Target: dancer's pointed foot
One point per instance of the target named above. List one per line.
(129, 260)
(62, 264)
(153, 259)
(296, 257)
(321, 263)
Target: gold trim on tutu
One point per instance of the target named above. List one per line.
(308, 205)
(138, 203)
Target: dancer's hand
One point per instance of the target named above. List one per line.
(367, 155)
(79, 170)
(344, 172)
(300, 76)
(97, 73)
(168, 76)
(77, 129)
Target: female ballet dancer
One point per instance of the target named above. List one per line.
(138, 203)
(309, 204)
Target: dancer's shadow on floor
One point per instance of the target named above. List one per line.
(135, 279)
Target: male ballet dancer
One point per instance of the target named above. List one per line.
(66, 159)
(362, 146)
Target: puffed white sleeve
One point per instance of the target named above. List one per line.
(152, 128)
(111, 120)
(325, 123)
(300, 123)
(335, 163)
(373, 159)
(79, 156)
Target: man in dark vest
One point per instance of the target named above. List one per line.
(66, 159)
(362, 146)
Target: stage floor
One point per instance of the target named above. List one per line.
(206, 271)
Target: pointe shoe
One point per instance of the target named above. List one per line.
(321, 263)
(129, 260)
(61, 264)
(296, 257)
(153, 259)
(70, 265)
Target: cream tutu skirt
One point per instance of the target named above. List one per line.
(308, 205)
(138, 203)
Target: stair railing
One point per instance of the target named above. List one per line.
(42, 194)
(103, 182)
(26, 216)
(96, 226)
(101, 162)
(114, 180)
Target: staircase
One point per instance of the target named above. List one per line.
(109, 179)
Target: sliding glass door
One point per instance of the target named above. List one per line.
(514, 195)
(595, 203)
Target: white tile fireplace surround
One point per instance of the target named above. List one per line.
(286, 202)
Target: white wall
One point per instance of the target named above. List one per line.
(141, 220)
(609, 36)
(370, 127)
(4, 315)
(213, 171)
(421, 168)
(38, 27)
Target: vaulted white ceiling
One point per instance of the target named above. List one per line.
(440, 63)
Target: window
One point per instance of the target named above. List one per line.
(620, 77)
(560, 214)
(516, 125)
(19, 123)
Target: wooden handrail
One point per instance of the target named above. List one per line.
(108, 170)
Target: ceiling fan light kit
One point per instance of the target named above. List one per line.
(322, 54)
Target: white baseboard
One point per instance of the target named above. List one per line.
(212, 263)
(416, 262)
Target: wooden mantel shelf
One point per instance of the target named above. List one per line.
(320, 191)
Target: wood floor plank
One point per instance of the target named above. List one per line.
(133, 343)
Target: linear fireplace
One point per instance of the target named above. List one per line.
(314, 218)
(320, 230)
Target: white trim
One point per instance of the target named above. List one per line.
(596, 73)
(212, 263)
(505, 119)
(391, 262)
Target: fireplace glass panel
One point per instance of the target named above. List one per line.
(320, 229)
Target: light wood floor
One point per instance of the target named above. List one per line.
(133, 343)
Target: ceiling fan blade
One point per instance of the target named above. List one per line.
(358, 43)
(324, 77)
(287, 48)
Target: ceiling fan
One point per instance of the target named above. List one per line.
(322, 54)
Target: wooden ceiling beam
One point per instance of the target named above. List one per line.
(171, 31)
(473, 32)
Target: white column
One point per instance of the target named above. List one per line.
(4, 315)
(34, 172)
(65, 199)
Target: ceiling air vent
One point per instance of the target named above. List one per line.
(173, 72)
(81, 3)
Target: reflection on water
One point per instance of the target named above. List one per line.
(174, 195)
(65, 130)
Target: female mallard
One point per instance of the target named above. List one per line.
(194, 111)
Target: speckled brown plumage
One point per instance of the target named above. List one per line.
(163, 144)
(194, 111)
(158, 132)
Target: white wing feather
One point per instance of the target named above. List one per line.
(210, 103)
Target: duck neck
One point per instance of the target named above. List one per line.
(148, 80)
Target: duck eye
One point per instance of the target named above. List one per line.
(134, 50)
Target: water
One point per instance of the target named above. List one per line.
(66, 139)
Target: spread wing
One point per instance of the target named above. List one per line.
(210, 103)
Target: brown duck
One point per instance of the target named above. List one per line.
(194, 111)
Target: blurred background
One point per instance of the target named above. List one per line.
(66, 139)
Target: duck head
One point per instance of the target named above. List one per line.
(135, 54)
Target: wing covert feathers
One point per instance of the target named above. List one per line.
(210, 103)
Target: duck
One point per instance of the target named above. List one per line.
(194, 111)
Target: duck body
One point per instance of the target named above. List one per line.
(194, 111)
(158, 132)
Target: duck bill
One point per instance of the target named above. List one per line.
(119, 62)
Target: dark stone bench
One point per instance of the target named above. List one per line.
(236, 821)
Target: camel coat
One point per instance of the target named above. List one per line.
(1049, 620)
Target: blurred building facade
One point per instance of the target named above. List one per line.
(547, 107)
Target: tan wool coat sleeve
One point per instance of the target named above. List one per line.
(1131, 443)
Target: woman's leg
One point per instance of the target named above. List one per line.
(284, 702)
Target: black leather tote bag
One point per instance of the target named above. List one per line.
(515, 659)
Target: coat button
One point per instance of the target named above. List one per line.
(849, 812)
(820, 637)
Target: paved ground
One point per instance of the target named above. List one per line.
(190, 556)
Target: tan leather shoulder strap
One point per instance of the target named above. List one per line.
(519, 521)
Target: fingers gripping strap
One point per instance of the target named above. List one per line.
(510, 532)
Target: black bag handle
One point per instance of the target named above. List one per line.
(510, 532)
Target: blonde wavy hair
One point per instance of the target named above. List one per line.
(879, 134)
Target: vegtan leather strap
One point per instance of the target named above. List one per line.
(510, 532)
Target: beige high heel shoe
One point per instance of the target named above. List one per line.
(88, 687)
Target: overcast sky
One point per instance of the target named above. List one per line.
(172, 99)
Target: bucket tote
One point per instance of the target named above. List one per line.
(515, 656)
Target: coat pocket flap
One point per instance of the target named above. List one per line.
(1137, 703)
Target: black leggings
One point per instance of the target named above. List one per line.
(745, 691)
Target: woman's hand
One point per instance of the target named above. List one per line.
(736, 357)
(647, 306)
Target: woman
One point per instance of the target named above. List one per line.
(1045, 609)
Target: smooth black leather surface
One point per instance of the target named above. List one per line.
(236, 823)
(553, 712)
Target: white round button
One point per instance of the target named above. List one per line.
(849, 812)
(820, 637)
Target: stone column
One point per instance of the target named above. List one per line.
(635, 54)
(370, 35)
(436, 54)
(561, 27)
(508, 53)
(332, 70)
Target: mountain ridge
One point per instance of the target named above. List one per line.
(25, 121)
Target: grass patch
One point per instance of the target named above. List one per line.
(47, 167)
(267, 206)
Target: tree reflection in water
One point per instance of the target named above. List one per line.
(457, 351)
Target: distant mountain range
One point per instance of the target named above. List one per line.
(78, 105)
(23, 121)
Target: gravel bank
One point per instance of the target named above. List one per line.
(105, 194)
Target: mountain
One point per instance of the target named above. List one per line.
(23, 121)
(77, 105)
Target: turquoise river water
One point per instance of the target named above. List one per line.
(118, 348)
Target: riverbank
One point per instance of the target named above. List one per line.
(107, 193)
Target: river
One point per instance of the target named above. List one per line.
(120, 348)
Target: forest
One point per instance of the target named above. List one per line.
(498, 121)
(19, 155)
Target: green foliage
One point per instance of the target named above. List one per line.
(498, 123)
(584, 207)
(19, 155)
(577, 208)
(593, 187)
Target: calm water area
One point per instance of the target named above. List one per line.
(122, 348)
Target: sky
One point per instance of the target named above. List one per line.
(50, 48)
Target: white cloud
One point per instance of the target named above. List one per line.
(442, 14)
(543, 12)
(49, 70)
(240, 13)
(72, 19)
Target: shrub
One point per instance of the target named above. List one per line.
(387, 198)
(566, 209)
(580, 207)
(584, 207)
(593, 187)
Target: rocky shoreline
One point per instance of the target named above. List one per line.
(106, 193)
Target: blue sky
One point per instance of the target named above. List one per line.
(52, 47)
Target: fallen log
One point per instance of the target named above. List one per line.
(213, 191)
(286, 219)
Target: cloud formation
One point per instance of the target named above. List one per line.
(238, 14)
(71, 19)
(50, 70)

__________

* [Exercise prompt] Write out the lines again from the line with "Target: shrub" through the last line, replacing "fallen log" with "driftwood log" and changing nothing else.

* [Worked solution]
Target: shrub
One point per instance of the target named above. List one per line.
(387, 198)
(566, 209)
(580, 207)
(584, 207)
(593, 187)
Target: rocky shoreline
One point per instance of the target named above. List one per line.
(106, 193)
Target: blue sky
One point per instance of the target named above. List one per line.
(52, 47)
Target: driftwood log
One point per instance of the target named above. List one per line.
(213, 191)
(286, 219)
Target: cloud formation
One point per instance of the target named above. List one per line.
(238, 14)
(71, 19)
(50, 70)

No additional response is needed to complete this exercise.